▶ _本文_:
:::::
終末期医療において安楽死が許容されるか否かは医療倫理における大きな問題の一つとされますが、一口に安楽死といっても様々な態様が想定されます。安楽死の行為態様に基づいて①医師らが結果として患者が死亡に至る行為を遂行するもの(積極的安楽死)と②医師らが生命維持治療を差し控えたり中止したりすることで患者が自然に死亡するにまかせるもの(消極的安楽死)に分類されます。

厚生労働省は「人生の最終段階における医療の決定プロセスに関するガイドライン」を示しており、2018年1月には2007年の策定以来11年ぶりの改定案が示されました。ガイドラインは終末期において積極的な治療を望まない患者の意思を尊重するための手続を定めています。自宅や介護施設で最後を迎えたいと望む人が増えていることから、改定案ではこれまでどおり患者本人の意思決定を基本としつつ、これまでの医療従事者のチームで話し合うとしていたのをケアマネージャーや介護スタッフら介護従事者も含めたチームで判断すると変更したほか、意思決定については繰り返し話し合う必要性、話し合いの内容を文書にする重要性が明記されました。また、患者が意思を伝えられない状態になった場合に備えて、患者家族などを患者の意思を推定する者として前もって決めておくことを推奨するなどより現実に即した内容への変更案となっています。もっとも、このガイドラインは積極的安楽死を対象としないことを明示しており、また安楽死の許容性について具体的な指針となるまでの内容ではありません。法的に許容される安楽死を明確にし、医師が民事上、刑事上、行政上の責任を問われないようにするため安楽死を法制化しようとする動きもありますが実現はしていません。

具体的に安楽死が問題となる場面において、医師のとった措置が法的に許容されるかが争点となった裁判例を紹介します。
:::::
▶ _保存データ_:
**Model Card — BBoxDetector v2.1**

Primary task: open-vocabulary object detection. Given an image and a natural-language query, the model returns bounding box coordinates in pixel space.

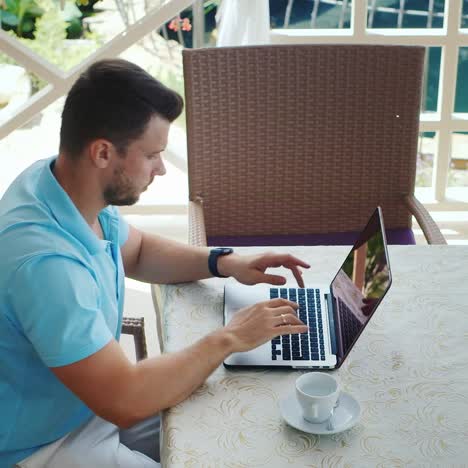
:::::
▶ _課題の構成_:
A – 本文のうち、「終末期医療において安楽死が許」を含む箇所から書き始め、「りますが実現はしていません。」のところで終えて、そのまま出力してください。
B – 本文によると、厚生労働省の「人生の最終段階における医療の決定プロセスに関するガイドライン」の改定案が示されたのはいつですか。
資料は本文とは別の出典から採られています。

▶ _課題ごとの解答_:
A –
終末期医療において安楽死が許容されるか否かは医療倫理における大きな問題の一つとされますが、一口に安楽死といっても様々な態様が想定されます。安楽死の行為態様に基づいて①医師らが結果として患者が死亡に至る行為を遂行するもの(積極的安楽死)と②医師らが生命維持治療を差し控えたり中止したりすることで患者が自然に死亡するにまかせるもの(消極的安楽死)に分類されます。

厚生労働省は「人生の最終段階における医療の決定プロセスに関するガイドライン」を示しており、2018年1月には2007年の策定以来11年ぶりの改定案が示されました。ガイドラインは終末期において積極的な治療を望まない患者の意思を尊重するための手続を定めています。自宅や介護施設で最後を迎えたいと望む人が増えていることから、改定案ではこれまでどおり患者本人の意思決定を基本としつつ、これまでの医療従事者のチームで話し合うとしていたのをケアマネージャーや介護スタッフら介護従事者も含めたチームで判断すると変更したほか、意思決定については繰り返し話し合う必要性、話し合いの内容を文書にする重要性が明記されました。また、患者が意思を伝えられない状態になった場合に備えて、患者家族などを患者の意思を推定する者として前もって決めておくことを推奨するなどより現実に即した内容への変更案となっています。もっとも、このガイドラインは積極的安楽死を対象としないことを明示しており、また安楽死の許容性について具体的な指針となるまでの内容ではありません。法的に許容される安楽死を明確にし、医師が民事上、刑事上、行政上の責任を問われないようにするため安楽死を法制化しようとする動きもありますが実現はしていません。

B – 2018年1月です。